Point placement records
★ ★ ★ ★ ★ ★ ★

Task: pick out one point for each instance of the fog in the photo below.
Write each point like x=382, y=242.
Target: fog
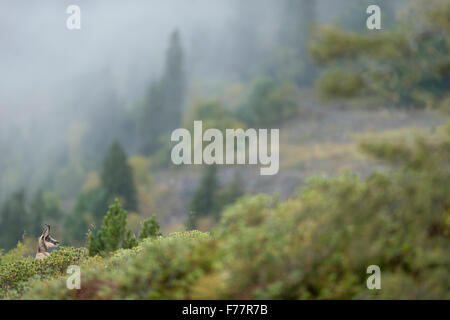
x=55, y=82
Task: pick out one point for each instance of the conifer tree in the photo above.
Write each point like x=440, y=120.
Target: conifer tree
x=203, y=201
x=129, y=241
x=174, y=83
x=113, y=233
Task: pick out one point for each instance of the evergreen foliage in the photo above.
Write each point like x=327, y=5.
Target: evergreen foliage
x=150, y=228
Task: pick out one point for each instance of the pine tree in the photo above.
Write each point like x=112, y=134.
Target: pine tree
x=299, y=17
x=191, y=222
x=174, y=83
x=113, y=233
x=150, y=228
x=117, y=177
x=13, y=220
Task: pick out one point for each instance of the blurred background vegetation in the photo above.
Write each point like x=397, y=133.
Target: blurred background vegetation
x=364, y=148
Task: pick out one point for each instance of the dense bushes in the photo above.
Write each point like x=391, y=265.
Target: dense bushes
x=14, y=275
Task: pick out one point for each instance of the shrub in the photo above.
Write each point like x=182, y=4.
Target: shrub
x=112, y=233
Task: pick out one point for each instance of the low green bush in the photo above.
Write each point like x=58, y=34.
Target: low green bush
x=14, y=276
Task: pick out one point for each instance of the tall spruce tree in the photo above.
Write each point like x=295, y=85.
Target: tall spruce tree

★ ★ ★ ★ ★ ★ ★

_WORK TO BE COMPLETED_: Reproduce every line of the records above verbatim, omitting the pictures.

_OUTPUT OF THE EXERCISE_:
Task: pick out one point for each instance of the fog in the photo below.
Write each point like x=382, y=242.
Target: fog
x=55, y=82
Task: pick out one point for each instance of the conifer tree in the photo above.
Write each point like x=440, y=120.
Target: conifer tree
x=203, y=201
x=129, y=241
x=174, y=83
x=113, y=233
Task: pick out one point for each instance of the evergreen foliage in the photo above.
Write each point like x=327, y=5.
Target: evergreen foliage
x=150, y=228
Task: pick out one point for each instance of the pine tree in the photo above.
Write each point like x=112, y=134.
Target: pine tree
x=299, y=17
x=191, y=222
x=174, y=83
x=113, y=233
x=150, y=228
x=117, y=177
x=13, y=220
Task: pick out one point for each instance of the blurred background vegetation in the photo above.
Write each point like x=397, y=133.
Target: blurred background vegetation
x=364, y=148
Task: pick out one point for each instance of the dense bushes in the photo above.
Write each point like x=391, y=265.
Target: dense bushes
x=14, y=275
Task: pick out one point for each instance of the shrub in the photo above.
Write each point like x=182, y=4.
Target: shrub
x=112, y=233
Task: pick out one point for each instance of the low green bush in the photo above.
Write each point like x=58, y=34.
Target: low green bush
x=14, y=276
Task: pick out one point for each instance of the tall spruce tree in the photo above.
Write each point like x=295, y=85.
Target: tall spruce tree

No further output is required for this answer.